### Exercise directions
After locating the line that contains "target | bumpy fruit surface" in the data below, set down exactly that line and each one after it through the line that contains "target | green leaf", and nothing more.

### Records for processing

<<<<

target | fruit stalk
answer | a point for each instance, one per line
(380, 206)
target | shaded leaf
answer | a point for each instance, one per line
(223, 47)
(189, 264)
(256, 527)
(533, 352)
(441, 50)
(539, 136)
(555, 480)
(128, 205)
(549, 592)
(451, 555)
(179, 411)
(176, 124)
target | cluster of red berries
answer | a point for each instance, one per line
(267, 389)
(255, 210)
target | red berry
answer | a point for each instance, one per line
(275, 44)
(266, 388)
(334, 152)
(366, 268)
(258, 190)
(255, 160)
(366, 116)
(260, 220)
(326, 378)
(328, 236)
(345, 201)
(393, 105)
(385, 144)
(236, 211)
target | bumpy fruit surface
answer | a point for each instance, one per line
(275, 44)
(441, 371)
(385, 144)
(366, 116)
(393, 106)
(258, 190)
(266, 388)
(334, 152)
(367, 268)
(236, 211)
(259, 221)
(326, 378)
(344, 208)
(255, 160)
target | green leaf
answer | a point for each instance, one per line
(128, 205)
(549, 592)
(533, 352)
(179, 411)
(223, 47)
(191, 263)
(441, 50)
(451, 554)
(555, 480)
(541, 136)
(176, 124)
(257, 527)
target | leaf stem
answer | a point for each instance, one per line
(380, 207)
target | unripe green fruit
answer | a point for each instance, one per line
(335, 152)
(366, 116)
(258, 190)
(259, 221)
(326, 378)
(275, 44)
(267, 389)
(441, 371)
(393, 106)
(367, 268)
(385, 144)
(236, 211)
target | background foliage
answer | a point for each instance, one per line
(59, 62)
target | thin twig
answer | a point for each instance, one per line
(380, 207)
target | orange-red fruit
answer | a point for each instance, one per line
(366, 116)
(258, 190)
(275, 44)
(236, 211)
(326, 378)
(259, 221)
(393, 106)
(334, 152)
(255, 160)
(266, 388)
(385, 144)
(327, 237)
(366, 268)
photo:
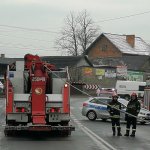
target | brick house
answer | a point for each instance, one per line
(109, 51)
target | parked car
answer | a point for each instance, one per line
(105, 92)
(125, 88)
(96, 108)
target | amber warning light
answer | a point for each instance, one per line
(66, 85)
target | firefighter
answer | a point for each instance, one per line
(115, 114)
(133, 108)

>>>>
<<<<

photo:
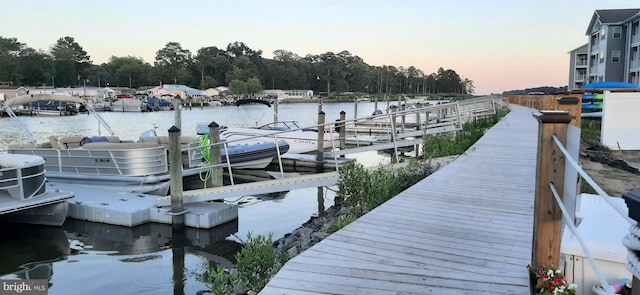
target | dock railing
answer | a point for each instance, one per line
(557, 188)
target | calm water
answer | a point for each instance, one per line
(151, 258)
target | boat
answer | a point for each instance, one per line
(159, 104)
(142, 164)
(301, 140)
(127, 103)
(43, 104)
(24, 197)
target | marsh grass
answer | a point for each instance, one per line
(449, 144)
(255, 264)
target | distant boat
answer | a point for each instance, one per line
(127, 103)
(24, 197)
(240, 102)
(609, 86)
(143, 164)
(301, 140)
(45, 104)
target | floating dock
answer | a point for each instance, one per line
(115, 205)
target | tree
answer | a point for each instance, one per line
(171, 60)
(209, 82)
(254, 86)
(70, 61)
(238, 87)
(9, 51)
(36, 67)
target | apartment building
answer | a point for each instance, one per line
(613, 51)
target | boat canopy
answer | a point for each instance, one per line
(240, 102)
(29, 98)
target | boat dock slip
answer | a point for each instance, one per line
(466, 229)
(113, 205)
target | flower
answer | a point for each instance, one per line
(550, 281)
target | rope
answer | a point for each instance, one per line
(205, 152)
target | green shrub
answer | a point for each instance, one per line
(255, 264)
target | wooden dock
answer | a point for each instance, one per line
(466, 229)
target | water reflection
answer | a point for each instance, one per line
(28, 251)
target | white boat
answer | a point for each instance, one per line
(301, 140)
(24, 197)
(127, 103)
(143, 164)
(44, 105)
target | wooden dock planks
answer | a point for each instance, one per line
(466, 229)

>>>>
<<<<

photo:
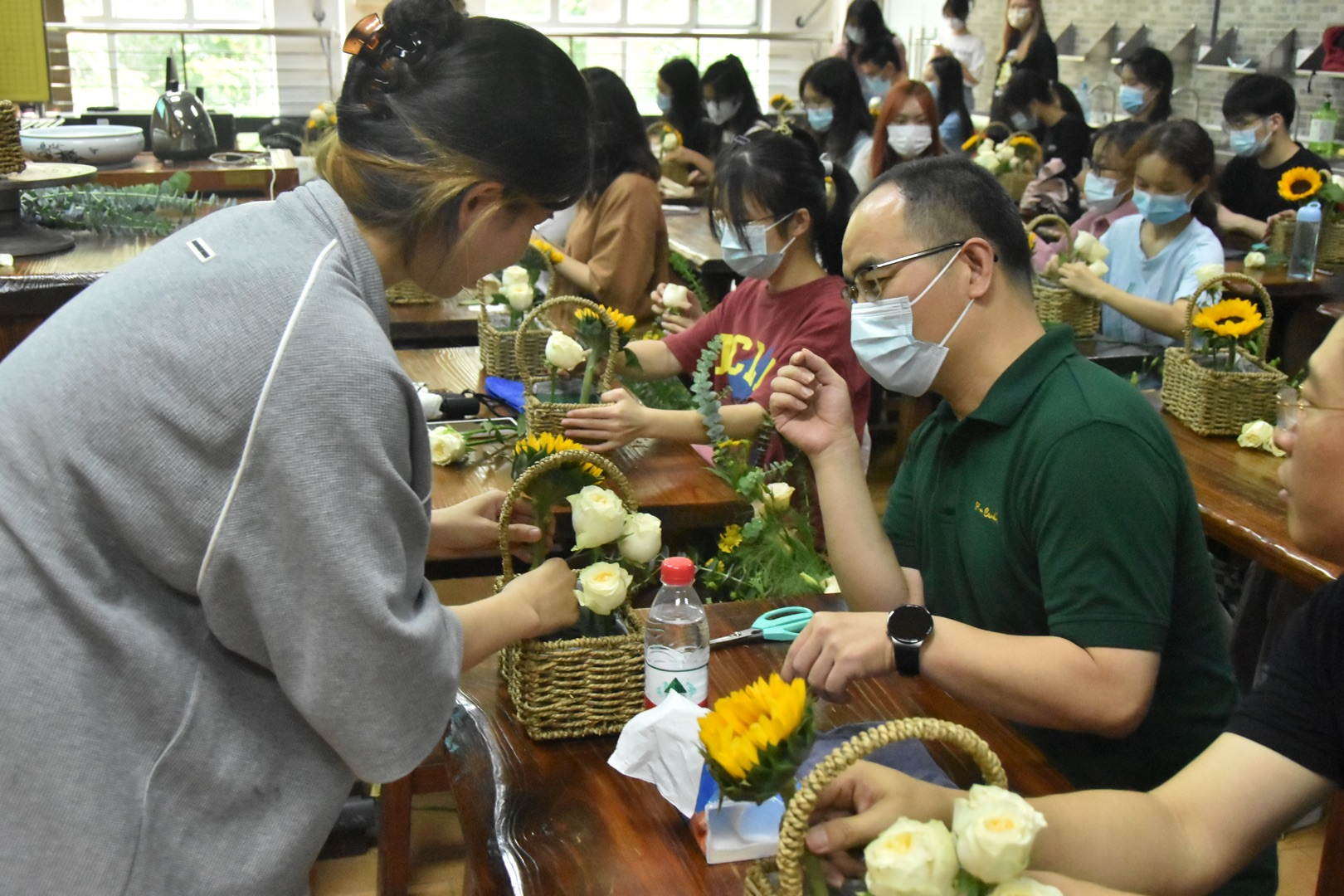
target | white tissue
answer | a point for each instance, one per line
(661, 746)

>>>>

### Task response
target | bumpy fruit surface
answer | a point for each instance, one per line
(275, 44)
(441, 371)
(385, 144)
(366, 116)
(393, 106)
(258, 190)
(266, 388)
(334, 152)
(367, 268)
(236, 211)
(259, 221)
(326, 378)
(344, 208)
(255, 160)
target | green leaf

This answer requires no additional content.